[Task requirements] Copy out exactly every line from the line containing "Mark one point on every instance of the rusty" until the records below end, inclusive of both boundary lines.

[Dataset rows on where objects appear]
-.-.-

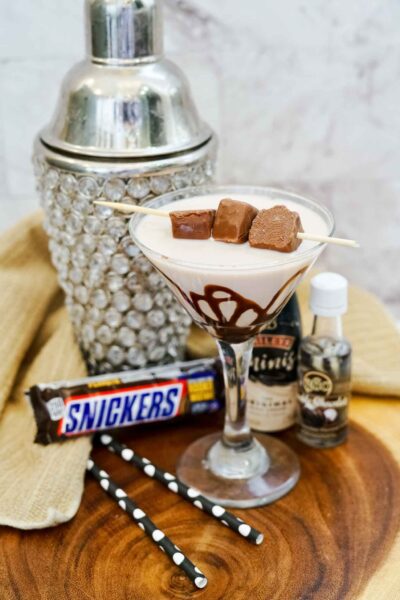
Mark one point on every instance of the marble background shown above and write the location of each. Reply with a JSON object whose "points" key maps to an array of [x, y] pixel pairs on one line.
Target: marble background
{"points": [[303, 94]]}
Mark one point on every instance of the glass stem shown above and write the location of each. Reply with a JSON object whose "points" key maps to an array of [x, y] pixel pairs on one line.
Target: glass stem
{"points": [[236, 361]]}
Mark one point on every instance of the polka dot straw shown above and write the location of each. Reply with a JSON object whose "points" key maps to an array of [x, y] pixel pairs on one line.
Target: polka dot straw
{"points": [[178, 487], [146, 524]]}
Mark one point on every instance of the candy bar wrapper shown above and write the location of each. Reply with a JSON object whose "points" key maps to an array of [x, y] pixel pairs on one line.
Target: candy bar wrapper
{"points": [[66, 409]]}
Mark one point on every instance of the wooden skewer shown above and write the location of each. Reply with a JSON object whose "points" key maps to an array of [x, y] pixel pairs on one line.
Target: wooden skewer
{"points": [[329, 240], [132, 208]]}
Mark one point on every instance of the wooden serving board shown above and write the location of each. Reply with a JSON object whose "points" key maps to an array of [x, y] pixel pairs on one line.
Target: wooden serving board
{"points": [[335, 536]]}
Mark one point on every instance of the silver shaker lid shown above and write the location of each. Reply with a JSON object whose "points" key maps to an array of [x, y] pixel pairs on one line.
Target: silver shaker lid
{"points": [[125, 99]]}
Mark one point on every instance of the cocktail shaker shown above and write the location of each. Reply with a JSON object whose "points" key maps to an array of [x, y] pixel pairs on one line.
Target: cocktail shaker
{"points": [[125, 129]]}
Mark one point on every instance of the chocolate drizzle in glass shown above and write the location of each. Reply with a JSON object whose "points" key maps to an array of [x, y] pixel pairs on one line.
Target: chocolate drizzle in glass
{"points": [[231, 317]]}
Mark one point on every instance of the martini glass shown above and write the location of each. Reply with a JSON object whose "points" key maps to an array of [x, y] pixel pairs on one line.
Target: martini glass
{"points": [[233, 303]]}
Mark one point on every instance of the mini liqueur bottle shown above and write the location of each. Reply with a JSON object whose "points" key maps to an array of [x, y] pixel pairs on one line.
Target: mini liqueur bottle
{"points": [[324, 368], [272, 388]]}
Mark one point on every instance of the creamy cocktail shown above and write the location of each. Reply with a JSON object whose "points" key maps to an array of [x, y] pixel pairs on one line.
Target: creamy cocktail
{"points": [[232, 290]]}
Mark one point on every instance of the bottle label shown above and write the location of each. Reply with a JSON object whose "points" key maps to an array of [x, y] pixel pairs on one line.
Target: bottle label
{"points": [[271, 408], [322, 408], [272, 387]]}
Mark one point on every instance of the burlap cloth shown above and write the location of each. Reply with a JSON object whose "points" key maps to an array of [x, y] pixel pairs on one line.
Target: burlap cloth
{"points": [[42, 486]]}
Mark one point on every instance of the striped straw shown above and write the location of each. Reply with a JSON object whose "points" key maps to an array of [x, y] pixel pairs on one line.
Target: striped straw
{"points": [[174, 553], [178, 487]]}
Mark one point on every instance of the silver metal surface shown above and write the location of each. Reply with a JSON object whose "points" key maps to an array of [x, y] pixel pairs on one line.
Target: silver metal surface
{"points": [[125, 128], [123, 31], [131, 102]]}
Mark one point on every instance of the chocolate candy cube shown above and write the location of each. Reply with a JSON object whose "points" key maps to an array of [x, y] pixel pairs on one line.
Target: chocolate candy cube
{"points": [[192, 224], [276, 228], [233, 221]]}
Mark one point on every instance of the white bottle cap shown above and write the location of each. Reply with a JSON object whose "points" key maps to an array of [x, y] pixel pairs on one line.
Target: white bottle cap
{"points": [[328, 295]]}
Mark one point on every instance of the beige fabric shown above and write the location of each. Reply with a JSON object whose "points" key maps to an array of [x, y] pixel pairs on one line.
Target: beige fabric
{"points": [[39, 486], [42, 486]]}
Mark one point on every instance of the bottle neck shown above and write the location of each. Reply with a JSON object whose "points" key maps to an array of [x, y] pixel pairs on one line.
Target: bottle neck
{"points": [[327, 327]]}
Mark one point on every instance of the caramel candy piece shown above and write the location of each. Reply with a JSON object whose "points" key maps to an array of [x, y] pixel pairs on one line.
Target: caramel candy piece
{"points": [[233, 221], [192, 224], [276, 228]]}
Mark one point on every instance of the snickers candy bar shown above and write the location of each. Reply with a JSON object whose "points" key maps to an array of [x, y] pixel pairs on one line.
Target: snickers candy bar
{"points": [[67, 409], [192, 224], [233, 221], [276, 229]]}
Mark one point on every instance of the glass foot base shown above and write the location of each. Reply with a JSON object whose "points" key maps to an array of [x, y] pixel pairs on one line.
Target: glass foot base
{"points": [[278, 473]]}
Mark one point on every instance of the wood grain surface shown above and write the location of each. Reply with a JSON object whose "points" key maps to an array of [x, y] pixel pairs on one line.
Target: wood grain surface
{"points": [[323, 541]]}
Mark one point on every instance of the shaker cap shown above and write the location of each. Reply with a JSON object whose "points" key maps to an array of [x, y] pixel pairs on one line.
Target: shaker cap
{"points": [[123, 30], [125, 100], [328, 295]]}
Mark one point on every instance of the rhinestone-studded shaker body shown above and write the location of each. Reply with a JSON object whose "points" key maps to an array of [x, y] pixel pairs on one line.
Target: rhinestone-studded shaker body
{"points": [[124, 315]]}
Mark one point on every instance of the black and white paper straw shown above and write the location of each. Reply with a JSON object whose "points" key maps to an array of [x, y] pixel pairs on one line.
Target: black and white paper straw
{"points": [[178, 487], [146, 524]]}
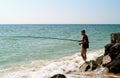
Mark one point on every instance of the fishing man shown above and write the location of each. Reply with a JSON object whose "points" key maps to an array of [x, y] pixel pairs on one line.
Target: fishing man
{"points": [[85, 45]]}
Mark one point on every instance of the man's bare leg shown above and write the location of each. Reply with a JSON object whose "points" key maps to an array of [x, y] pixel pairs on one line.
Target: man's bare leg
{"points": [[83, 54]]}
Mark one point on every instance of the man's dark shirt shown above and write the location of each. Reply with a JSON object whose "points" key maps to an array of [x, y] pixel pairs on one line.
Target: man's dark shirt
{"points": [[86, 44]]}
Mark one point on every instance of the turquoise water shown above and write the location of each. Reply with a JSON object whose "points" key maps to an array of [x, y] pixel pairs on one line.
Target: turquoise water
{"points": [[23, 43]]}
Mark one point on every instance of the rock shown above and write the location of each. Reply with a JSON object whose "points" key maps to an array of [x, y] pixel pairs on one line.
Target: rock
{"points": [[59, 76], [106, 59], [107, 48], [99, 60], [114, 66], [113, 56], [115, 38], [88, 66]]}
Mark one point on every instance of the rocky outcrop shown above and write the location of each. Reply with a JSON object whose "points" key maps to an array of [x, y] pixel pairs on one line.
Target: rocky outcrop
{"points": [[110, 59], [114, 54], [88, 66]]}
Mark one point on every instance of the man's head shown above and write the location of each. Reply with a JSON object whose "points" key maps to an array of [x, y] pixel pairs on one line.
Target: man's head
{"points": [[83, 32]]}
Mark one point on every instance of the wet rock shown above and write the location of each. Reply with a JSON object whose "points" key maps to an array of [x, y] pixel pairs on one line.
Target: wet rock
{"points": [[99, 60], [88, 66], [114, 55], [107, 48], [115, 38], [59, 76]]}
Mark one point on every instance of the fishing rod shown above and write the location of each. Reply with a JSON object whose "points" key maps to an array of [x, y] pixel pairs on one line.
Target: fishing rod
{"points": [[40, 37]]}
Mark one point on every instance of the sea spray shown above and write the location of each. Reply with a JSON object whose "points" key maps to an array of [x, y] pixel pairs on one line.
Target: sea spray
{"points": [[68, 66]]}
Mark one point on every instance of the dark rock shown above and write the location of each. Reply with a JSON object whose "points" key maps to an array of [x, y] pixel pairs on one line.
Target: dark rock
{"points": [[88, 66], [107, 48], [99, 60], [59, 76], [114, 53], [115, 38]]}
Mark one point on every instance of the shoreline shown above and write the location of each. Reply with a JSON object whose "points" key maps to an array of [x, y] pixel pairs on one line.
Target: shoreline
{"points": [[68, 65]]}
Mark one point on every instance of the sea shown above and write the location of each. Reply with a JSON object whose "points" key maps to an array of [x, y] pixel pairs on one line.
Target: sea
{"points": [[42, 50]]}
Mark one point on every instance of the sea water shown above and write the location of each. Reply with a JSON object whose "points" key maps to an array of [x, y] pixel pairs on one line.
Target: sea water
{"points": [[36, 51]]}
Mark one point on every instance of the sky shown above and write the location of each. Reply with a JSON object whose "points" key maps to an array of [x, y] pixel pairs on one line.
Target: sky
{"points": [[59, 11]]}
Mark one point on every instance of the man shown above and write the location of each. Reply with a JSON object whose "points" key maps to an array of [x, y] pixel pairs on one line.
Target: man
{"points": [[85, 45]]}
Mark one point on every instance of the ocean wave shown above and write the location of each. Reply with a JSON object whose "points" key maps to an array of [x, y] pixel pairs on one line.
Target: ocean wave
{"points": [[69, 66], [46, 69]]}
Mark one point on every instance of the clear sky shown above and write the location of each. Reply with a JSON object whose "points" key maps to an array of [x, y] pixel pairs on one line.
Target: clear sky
{"points": [[59, 11]]}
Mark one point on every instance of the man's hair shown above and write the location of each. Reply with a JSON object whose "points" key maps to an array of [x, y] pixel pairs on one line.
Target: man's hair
{"points": [[83, 31]]}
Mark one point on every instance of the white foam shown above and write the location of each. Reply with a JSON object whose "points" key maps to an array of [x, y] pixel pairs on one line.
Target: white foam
{"points": [[46, 69]]}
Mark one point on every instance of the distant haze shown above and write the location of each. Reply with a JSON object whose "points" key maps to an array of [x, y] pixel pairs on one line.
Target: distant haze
{"points": [[59, 11]]}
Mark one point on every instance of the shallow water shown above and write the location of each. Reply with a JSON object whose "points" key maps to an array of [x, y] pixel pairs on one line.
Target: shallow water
{"points": [[24, 54]]}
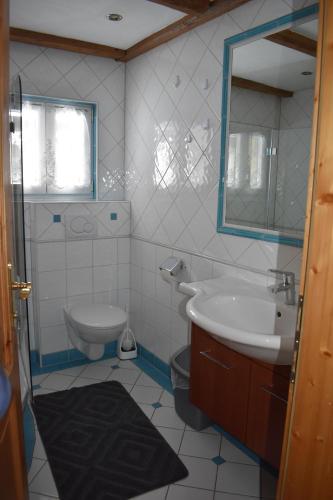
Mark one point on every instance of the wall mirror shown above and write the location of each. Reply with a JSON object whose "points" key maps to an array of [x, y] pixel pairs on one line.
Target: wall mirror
{"points": [[267, 106]]}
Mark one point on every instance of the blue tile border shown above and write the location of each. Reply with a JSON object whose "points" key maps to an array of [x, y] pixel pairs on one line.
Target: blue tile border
{"points": [[29, 434], [152, 366], [65, 359]]}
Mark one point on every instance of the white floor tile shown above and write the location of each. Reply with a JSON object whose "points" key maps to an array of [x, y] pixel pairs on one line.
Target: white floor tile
{"points": [[35, 467], [98, 372], [124, 375], [198, 444], [159, 494], [268, 484], [82, 381], [147, 395], [177, 492], [207, 430], [202, 473], [238, 478], [167, 417], [74, 371], [57, 382], [44, 483], [231, 453], [229, 496], [167, 399], [172, 436], [39, 451], [37, 379], [109, 362], [128, 387], [37, 496], [38, 392], [148, 410], [126, 364], [146, 381]]}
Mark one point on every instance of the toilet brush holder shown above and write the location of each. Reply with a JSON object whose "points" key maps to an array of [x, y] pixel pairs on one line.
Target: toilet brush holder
{"points": [[127, 347]]}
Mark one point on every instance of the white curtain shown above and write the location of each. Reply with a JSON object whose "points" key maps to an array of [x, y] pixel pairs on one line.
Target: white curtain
{"points": [[57, 149]]}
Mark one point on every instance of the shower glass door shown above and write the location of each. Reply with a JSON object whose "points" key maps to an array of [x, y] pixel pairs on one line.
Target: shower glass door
{"points": [[19, 273]]}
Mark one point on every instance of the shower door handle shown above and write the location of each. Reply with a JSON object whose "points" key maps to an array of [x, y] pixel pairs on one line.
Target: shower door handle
{"points": [[23, 287]]}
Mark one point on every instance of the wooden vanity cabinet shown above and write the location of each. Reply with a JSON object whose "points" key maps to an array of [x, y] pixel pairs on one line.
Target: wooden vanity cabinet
{"points": [[267, 413], [246, 397], [219, 381]]}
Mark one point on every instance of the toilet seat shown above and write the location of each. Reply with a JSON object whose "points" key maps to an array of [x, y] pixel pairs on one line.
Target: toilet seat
{"points": [[98, 316], [91, 326]]}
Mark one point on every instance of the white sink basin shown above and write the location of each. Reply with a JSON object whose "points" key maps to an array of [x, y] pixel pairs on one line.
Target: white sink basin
{"points": [[245, 317]]}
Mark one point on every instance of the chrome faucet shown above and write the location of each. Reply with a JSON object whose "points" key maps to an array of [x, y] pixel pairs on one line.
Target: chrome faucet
{"points": [[287, 285]]}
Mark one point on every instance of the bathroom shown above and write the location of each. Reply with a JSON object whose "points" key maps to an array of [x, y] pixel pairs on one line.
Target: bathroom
{"points": [[163, 223]]}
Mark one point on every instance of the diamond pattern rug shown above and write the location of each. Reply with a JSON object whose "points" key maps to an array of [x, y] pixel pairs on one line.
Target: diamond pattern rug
{"points": [[101, 446]]}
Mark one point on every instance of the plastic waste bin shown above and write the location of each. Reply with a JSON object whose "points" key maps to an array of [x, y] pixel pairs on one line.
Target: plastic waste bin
{"points": [[180, 375]]}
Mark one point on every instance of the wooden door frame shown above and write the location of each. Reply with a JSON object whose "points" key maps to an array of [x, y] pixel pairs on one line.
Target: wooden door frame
{"points": [[13, 485], [307, 460]]}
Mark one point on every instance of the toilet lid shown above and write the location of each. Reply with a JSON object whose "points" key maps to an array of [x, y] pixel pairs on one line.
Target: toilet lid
{"points": [[98, 315]]}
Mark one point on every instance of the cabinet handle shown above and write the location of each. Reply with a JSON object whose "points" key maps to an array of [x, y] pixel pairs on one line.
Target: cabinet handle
{"points": [[206, 355], [267, 389]]}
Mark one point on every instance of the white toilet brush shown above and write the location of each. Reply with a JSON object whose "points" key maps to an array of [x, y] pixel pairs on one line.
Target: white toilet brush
{"points": [[127, 348]]}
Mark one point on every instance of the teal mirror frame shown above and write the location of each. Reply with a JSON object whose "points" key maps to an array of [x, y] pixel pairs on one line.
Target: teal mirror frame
{"points": [[228, 45]]}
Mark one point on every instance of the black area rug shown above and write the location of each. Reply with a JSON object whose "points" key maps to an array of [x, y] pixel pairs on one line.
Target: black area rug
{"points": [[101, 446]]}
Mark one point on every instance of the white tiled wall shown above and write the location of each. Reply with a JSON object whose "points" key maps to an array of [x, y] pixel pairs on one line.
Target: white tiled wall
{"points": [[172, 129], [68, 272], [172, 151], [253, 111], [57, 73], [294, 155]]}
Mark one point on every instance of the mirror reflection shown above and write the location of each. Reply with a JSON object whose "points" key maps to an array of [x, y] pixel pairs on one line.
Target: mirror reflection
{"points": [[269, 131]]}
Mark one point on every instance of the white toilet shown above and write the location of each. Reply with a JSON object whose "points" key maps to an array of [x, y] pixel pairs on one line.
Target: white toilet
{"points": [[91, 326]]}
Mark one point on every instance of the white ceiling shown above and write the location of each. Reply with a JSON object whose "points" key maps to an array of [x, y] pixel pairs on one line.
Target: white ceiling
{"points": [[272, 64], [309, 29], [86, 19]]}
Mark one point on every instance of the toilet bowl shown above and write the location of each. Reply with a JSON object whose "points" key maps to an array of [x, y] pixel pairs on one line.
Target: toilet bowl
{"points": [[91, 326]]}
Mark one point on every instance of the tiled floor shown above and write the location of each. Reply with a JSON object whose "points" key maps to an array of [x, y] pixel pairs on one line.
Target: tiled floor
{"points": [[217, 469]]}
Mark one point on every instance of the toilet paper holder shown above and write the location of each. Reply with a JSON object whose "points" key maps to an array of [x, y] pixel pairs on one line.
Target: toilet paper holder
{"points": [[172, 265]]}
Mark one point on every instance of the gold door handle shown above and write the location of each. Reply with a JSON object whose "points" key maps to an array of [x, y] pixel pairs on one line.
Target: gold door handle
{"points": [[23, 287]]}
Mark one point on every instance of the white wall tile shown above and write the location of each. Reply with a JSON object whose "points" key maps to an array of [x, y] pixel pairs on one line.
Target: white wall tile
{"points": [[78, 254], [51, 312], [52, 284], [53, 339], [104, 252], [123, 276], [79, 281], [123, 255], [105, 278]]}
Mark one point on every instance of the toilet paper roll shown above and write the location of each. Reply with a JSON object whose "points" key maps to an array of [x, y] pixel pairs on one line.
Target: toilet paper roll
{"points": [[166, 275]]}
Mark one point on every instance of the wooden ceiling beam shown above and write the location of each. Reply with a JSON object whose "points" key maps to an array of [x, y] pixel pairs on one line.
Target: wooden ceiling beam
{"points": [[187, 6], [244, 83], [295, 41], [62, 43], [187, 23]]}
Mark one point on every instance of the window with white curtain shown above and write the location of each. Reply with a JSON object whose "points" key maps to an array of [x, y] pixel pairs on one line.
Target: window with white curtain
{"points": [[247, 153], [58, 147]]}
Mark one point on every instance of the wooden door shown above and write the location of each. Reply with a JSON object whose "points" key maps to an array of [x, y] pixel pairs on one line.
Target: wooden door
{"points": [[307, 463], [13, 481]]}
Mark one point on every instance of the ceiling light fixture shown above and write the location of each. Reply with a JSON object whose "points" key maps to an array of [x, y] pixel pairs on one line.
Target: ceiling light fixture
{"points": [[114, 17]]}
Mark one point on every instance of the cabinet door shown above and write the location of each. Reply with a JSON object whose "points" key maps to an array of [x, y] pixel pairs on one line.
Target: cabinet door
{"points": [[267, 413], [219, 382]]}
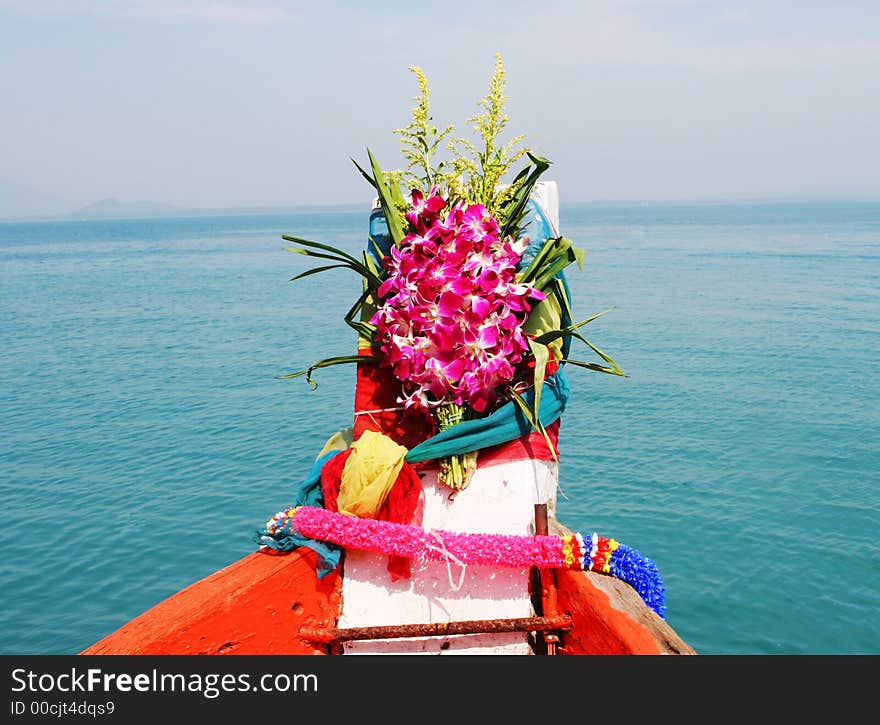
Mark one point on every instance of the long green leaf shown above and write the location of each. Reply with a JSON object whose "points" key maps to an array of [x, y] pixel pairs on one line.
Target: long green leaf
{"points": [[388, 197], [532, 416], [318, 245], [316, 270], [328, 362], [514, 210], [541, 353], [552, 335]]}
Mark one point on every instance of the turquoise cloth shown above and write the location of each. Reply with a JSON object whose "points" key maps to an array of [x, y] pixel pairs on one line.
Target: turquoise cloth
{"points": [[308, 494], [505, 424]]}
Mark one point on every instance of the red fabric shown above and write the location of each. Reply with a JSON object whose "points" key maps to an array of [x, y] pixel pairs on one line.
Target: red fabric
{"points": [[376, 408], [377, 390], [403, 505]]}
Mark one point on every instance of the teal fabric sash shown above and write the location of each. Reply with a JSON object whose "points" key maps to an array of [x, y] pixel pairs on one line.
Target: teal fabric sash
{"points": [[505, 424]]}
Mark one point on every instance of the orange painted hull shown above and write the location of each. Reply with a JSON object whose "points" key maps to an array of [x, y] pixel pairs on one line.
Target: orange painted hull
{"points": [[259, 604]]}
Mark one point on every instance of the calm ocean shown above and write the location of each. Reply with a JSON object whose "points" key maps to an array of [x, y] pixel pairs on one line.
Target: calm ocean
{"points": [[146, 435]]}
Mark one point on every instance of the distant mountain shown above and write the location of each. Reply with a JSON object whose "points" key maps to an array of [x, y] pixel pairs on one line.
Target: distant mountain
{"points": [[113, 208]]}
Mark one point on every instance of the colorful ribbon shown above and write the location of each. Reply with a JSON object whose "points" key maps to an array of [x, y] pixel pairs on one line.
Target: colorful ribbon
{"points": [[563, 551]]}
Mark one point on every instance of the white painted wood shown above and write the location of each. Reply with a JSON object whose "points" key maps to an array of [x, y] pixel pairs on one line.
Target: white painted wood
{"points": [[500, 499]]}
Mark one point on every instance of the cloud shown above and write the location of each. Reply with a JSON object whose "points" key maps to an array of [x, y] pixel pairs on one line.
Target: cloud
{"points": [[197, 10]]}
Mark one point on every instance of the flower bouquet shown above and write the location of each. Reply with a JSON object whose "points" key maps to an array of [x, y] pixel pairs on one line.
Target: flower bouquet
{"points": [[451, 306]]}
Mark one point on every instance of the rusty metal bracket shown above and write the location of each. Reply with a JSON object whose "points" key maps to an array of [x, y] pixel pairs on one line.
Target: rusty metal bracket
{"points": [[332, 635]]}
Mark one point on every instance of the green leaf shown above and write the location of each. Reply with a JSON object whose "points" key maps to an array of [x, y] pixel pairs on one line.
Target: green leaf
{"points": [[532, 416], [514, 210], [541, 353], [389, 197], [552, 335], [328, 362], [316, 270], [318, 245]]}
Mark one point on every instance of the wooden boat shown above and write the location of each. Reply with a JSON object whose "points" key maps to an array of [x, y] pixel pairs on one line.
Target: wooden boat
{"points": [[275, 602]]}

-.-.-

[Solution to the exercise]
Mark one point on every instance of the rusty metal bracket shown above and write the location of each. Reply with a JSON object whose "points" key maps to an array of [x, y] pixel pairs on one line.
Target: rusty metal bracket
{"points": [[332, 635]]}
Mark one point on every instance of the green leaf shown above and write the location of each. Reply with a JSON object whose "points" key maps to an array of [x, y] pixel pairs on one line.
Target: green leaf
{"points": [[532, 416], [514, 210], [541, 353], [389, 197], [552, 335], [328, 362], [316, 270], [318, 245]]}
Mark one point on every instance of the wooden boat shown above and write the location of each. Reply with a JSON object whose "points" key maps to an array of [x, y] pixel pairs on one line.
Target: wooden boat
{"points": [[275, 602]]}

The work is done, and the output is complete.